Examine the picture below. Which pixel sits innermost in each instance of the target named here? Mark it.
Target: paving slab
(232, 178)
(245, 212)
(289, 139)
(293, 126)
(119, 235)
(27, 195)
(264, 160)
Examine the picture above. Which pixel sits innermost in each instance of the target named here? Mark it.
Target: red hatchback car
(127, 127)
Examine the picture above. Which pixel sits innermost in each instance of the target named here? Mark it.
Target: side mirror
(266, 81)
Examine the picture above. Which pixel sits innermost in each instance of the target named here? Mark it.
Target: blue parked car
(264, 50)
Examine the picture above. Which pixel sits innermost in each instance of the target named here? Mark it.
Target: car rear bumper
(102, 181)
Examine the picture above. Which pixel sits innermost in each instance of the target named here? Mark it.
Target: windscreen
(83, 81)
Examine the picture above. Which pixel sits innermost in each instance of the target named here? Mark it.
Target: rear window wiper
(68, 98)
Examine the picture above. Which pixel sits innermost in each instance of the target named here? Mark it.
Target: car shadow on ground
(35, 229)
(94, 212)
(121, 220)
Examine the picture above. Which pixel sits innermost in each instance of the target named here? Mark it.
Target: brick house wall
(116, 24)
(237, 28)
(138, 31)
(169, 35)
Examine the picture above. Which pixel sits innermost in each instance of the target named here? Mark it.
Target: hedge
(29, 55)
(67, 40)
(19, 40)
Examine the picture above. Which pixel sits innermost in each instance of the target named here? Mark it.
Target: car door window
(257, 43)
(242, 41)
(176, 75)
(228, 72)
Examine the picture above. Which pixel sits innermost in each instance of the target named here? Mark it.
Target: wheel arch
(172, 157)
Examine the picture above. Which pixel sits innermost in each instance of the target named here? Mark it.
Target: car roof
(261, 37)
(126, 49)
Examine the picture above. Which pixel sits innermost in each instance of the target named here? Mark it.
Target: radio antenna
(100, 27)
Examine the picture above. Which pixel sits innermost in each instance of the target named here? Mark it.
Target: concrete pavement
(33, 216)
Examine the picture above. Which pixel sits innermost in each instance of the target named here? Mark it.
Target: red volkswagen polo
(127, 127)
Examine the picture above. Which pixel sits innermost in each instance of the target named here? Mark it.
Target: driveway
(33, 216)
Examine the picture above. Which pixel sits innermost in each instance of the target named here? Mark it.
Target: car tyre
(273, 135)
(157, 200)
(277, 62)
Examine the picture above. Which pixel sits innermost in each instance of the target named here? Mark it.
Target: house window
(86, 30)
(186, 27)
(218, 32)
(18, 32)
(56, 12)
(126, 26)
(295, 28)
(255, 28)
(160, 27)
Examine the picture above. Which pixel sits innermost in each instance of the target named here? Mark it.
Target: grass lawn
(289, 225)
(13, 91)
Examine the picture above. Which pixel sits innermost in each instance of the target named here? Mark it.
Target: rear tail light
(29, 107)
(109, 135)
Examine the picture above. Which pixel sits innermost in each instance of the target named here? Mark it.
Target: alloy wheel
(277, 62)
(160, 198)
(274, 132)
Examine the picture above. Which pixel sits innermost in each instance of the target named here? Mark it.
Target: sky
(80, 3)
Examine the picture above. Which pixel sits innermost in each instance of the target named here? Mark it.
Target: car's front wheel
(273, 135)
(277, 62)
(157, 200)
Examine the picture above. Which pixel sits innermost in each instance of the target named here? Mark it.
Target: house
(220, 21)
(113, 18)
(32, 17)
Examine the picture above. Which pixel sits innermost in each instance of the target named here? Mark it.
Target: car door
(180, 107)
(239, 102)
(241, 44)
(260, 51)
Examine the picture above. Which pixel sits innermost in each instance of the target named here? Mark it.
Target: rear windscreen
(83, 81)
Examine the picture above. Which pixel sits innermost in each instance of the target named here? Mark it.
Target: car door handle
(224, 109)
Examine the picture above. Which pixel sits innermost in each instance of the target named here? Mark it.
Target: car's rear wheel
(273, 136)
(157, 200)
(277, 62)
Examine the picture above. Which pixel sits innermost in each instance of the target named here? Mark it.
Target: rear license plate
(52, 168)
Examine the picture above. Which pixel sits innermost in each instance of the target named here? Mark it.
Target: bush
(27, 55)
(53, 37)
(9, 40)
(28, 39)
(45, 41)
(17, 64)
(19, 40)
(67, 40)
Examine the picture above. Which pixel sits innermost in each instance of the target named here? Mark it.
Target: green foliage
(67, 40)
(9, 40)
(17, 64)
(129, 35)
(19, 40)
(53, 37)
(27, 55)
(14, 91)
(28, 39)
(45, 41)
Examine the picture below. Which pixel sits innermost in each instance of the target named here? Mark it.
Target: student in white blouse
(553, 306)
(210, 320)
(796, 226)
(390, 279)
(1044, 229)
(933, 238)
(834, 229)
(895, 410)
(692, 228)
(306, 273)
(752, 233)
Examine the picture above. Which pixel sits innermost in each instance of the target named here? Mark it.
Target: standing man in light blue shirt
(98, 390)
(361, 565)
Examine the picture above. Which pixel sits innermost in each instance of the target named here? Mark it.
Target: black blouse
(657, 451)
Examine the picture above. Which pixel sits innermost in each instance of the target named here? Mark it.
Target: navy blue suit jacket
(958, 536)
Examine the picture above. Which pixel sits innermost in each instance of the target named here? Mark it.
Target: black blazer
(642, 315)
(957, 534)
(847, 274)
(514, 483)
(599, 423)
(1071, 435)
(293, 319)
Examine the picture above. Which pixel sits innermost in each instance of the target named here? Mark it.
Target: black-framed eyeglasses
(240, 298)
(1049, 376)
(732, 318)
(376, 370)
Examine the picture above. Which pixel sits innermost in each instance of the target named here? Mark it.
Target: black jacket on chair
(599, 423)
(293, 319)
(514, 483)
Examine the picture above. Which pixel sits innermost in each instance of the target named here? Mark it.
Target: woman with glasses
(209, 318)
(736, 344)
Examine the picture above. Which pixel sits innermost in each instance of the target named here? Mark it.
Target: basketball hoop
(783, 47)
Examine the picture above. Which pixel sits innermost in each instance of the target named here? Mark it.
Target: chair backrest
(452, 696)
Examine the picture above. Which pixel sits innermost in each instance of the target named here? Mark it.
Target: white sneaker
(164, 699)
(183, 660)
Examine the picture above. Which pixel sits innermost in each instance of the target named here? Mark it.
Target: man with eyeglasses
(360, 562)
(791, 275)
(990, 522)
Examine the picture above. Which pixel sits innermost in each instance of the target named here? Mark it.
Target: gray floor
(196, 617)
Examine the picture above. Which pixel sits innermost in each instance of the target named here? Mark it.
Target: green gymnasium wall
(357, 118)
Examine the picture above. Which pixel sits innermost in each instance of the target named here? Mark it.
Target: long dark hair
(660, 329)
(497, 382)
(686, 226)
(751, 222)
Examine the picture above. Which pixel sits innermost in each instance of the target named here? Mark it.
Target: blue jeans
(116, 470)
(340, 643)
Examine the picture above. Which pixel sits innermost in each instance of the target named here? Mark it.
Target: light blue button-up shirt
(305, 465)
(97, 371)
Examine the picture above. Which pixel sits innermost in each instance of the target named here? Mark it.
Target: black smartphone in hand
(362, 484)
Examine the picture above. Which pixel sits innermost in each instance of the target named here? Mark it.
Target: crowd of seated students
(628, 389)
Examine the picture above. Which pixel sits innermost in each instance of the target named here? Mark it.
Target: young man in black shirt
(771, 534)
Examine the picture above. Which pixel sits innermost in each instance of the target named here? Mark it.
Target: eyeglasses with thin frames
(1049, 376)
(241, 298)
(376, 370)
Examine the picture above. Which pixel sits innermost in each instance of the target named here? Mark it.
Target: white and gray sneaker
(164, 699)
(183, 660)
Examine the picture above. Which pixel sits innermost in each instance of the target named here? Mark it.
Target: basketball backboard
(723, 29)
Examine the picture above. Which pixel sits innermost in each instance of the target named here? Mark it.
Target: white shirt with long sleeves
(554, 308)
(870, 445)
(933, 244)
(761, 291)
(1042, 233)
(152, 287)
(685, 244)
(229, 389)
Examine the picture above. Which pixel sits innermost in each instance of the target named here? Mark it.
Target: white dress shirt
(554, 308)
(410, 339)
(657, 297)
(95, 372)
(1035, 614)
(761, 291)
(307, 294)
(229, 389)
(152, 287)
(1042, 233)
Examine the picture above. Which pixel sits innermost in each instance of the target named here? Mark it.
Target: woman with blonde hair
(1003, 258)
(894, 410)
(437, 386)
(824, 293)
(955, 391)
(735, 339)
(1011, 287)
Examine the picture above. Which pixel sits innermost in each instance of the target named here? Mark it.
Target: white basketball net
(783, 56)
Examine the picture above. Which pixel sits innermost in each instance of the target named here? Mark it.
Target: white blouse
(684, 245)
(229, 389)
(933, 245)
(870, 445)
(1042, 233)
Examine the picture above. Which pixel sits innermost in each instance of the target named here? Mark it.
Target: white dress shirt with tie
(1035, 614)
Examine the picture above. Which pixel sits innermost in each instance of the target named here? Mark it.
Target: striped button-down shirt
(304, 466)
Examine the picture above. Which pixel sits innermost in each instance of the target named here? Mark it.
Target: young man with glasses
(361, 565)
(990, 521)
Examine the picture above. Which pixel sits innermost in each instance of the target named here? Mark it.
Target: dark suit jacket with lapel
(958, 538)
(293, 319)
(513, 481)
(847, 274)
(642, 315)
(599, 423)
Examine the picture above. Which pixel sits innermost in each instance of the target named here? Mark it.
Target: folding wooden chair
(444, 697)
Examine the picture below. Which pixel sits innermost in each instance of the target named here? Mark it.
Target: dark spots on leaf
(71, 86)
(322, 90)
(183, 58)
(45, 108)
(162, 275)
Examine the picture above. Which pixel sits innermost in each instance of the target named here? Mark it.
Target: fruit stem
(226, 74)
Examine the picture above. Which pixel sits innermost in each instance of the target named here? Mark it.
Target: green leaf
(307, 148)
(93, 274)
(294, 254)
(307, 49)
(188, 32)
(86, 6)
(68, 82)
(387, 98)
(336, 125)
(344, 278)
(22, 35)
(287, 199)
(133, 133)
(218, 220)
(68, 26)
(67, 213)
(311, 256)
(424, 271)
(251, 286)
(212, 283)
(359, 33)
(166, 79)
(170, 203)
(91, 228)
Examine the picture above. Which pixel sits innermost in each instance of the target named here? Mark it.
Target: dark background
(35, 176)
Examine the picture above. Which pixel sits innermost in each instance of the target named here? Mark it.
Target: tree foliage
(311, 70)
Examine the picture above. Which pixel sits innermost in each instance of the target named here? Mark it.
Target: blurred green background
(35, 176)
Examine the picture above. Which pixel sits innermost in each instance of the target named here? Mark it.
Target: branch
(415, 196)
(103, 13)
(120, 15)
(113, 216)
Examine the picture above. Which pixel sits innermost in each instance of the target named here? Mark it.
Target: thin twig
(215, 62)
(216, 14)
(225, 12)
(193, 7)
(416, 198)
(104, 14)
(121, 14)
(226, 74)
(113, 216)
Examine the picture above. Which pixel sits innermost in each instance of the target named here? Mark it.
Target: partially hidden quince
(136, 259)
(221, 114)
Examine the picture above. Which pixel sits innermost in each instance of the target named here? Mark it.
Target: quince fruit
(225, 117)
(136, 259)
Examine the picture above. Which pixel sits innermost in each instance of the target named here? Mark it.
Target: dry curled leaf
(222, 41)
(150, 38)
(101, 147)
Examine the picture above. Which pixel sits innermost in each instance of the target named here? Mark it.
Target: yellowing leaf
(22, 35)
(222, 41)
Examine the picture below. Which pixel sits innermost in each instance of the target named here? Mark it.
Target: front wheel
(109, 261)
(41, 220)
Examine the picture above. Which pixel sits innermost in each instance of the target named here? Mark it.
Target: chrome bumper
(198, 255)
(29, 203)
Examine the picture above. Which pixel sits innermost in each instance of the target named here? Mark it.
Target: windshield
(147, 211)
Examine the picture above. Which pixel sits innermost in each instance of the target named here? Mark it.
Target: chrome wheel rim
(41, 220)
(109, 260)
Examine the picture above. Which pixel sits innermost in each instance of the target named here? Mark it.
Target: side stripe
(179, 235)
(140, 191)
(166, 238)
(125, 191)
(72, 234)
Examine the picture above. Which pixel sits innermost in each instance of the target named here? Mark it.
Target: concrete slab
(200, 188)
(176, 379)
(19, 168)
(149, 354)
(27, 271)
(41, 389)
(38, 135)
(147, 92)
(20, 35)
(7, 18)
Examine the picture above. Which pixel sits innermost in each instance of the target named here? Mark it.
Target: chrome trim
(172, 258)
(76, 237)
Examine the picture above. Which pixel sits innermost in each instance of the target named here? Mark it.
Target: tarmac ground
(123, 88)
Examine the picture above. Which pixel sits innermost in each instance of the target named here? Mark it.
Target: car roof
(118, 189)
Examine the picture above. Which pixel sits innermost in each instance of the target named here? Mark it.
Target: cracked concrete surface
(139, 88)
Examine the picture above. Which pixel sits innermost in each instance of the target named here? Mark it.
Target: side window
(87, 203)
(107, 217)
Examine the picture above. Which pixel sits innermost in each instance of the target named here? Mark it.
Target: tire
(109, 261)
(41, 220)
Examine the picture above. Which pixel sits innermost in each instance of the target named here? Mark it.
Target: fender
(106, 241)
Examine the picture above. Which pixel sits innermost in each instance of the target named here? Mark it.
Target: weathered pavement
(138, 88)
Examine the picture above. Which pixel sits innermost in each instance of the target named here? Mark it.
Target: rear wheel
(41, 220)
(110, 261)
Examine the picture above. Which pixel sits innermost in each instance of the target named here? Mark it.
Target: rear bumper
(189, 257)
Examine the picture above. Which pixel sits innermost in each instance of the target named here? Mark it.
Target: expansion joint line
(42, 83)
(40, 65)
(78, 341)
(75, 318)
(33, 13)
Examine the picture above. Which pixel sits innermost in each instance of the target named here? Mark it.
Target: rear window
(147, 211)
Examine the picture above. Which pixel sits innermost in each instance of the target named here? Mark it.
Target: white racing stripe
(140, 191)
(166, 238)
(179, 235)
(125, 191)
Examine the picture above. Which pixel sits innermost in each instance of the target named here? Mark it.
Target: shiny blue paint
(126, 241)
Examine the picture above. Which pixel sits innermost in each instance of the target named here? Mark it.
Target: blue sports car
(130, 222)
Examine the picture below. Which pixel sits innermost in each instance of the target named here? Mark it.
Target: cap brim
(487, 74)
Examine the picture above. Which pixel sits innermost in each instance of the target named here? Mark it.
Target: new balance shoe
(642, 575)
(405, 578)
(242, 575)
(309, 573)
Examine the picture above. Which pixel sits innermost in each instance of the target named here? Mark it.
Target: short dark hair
-*-
## TO DO
Set down exactly the lines beginning at the one that holds "Target: shiny blue paint" and ending with the last line of the data.

## TASK RESULT
Target: shiny blue paint
(126, 241)
Examine the picture above. Which pixel sits innermost in each instance of the target named here? Mark it.
Target: blue sports car
(130, 222)
Examine the picture below. Which pixel sits innermost in each instance of the target named here? Mark it.
Target: cap brim
(487, 74)
Examine the picture above. Which pixel sits innermost in each instance of the target named here? Mark it.
Target: new balance shoe
(642, 575)
(405, 578)
(242, 575)
(309, 573)
Examine the picture above. Which pixel sits innermost in each instance of the target named here? Mark it.
Target: short dark hair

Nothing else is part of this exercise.